### [Requirement]
At the line that includes "Where can the stucco", begin writing out the entries below exactly, and continue through the last line without adding anything.

### [Source information]
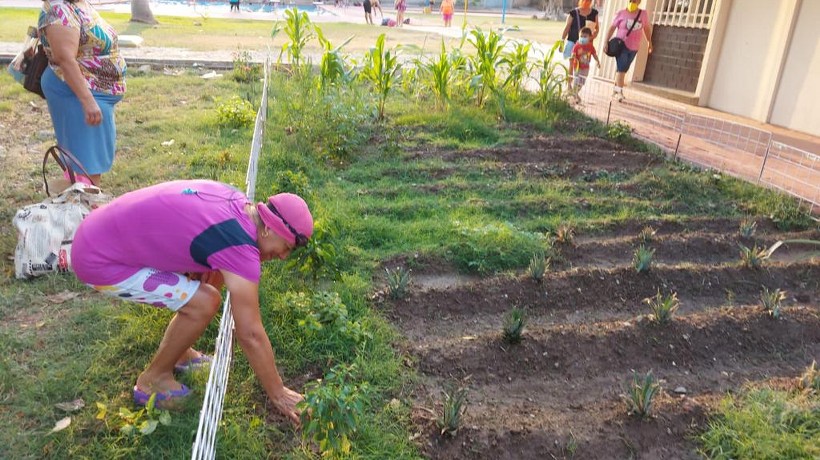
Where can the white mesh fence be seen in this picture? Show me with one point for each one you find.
(733, 148)
(204, 446)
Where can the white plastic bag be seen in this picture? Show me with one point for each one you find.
(45, 230)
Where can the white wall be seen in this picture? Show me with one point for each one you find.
(797, 101)
(751, 56)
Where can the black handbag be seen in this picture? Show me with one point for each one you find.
(616, 45)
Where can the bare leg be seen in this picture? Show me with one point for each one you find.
(184, 329)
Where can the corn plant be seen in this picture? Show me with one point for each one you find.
(518, 66)
(810, 380)
(333, 69)
(397, 281)
(647, 234)
(539, 265)
(747, 228)
(514, 322)
(772, 300)
(454, 407)
(640, 394)
(381, 68)
(552, 78)
(331, 411)
(440, 73)
(663, 307)
(299, 31)
(753, 257)
(642, 259)
(484, 64)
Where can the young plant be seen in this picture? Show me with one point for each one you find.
(397, 281)
(753, 257)
(552, 78)
(383, 69)
(331, 411)
(640, 394)
(772, 300)
(642, 259)
(299, 31)
(747, 228)
(514, 322)
(810, 380)
(454, 407)
(142, 422)
(647, 234)
(663, 307)
(539, 265)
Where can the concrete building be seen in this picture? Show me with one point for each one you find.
(758, 59)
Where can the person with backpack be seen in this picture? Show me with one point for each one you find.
(629, 25)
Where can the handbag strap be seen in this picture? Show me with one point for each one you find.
(57, 153)
(634, 21)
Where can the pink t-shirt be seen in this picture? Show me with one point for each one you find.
(623, 21)
(181, 226)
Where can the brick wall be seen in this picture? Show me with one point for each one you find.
(676, 57)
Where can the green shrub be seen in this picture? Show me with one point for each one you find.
(235, 113)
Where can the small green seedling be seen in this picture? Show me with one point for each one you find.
(647, 234)
(663, 307)
(514, 322)
(455, 405)
(397, 281)
(642, 259)
(748, 227)
(772, 300)
(640, 394)
(753, 257)
(539, 265)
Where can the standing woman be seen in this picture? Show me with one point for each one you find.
(631, 23)
(84, 80)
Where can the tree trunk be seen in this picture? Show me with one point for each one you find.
(141, 12)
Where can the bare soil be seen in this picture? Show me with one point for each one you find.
(557, 394)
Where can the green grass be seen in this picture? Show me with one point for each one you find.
(765, 424)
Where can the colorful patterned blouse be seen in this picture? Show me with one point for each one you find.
(98, 54)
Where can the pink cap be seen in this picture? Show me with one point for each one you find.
(292, 210)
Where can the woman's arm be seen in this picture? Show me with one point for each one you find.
(65, 42)
(256, 345)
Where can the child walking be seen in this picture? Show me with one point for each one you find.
(582, 54)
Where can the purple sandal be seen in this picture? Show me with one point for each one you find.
(199, 362)
(141, 397)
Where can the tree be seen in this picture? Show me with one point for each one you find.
(141, 12)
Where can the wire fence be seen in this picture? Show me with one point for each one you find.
(204, 446)
(733, 148)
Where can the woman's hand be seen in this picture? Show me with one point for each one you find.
(93, 114)
(285, 402)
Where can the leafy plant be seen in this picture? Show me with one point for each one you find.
(647, 234)
(539, 264)
(747, 228)
(552, 78)
(235, 113)
(454, 407)
(641, 394)
(383, 69)
(810, 380)
(772, 300)
(753, 257)
(514, 322)
(299, 31)
(331, 411)
(142, 422)
(397, 281)
(244, 70)
(642, 259)
(663, 307)
(619, 131)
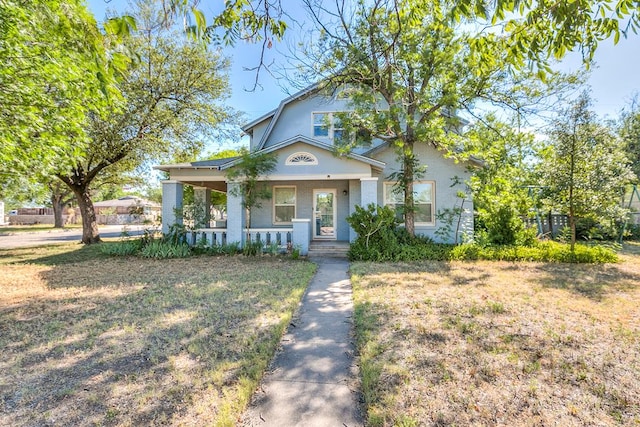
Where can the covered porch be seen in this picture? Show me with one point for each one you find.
(312, 193)
(318, 211)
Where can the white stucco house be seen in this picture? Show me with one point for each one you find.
(314, 190)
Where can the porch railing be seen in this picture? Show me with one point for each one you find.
(208, 237)
(218, 236)
(270, 236)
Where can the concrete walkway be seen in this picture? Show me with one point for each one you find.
(313, 380)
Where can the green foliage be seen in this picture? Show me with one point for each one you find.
(170, 102)
(54, 72)
(162, 249)
(372, 223)
(407, 67)
(629, 131)
(544, 252)
(252, 248)
(502, 225)
(250, 169)
(122, 248)
(585, 169)
(379, 237)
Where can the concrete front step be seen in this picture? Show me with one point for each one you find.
(329, 249)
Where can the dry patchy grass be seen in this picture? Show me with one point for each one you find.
(90, 340)
(499, 343)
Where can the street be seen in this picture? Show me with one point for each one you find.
(38, 238)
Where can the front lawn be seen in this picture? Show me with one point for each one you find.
(499, 343)
(12, 229)
(91, 340)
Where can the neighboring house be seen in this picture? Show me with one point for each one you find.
(313, 190)
(126, 210)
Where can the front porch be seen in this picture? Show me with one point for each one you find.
(321, 208)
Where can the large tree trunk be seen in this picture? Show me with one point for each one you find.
(59, 199)
(90, 232)
(408, 175)
(58, 206)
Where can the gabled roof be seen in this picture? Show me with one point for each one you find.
(275, 114)
(314, 142)
(226, 163)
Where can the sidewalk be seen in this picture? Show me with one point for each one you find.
(313, 381)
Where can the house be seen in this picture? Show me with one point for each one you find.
(313, 189)
(126, 210)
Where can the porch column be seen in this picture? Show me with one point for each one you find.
(354, 199)
(301, 234)
(368, 191)
(202, 197)
(235, 213)
(171, 201)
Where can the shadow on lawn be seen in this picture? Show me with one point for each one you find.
(59, 254)
(591, 281)
(143, 348)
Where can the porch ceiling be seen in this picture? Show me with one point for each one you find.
(220, 186)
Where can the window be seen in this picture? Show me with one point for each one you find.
(284, 204)
(321, 124)
(327, 125)
(423, 198)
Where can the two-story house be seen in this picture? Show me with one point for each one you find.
(313, 190)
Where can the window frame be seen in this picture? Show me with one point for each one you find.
(276, 205)
(331, 128)
(392, 184)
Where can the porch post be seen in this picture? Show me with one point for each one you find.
(301, 234)
(368, 191)
(354, 199)
(202, 197)
(235, 213)
(171, 200)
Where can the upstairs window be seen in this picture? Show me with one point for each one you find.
(327, 125)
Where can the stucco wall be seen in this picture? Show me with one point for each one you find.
(263, 217)
(296, 118)
(328, 164)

### [Solution to this exercise]
Where can the stucco wall be seen in this picture? Show me with one point for each one you find.
(263, 217)
(296, 118)
(328, 164)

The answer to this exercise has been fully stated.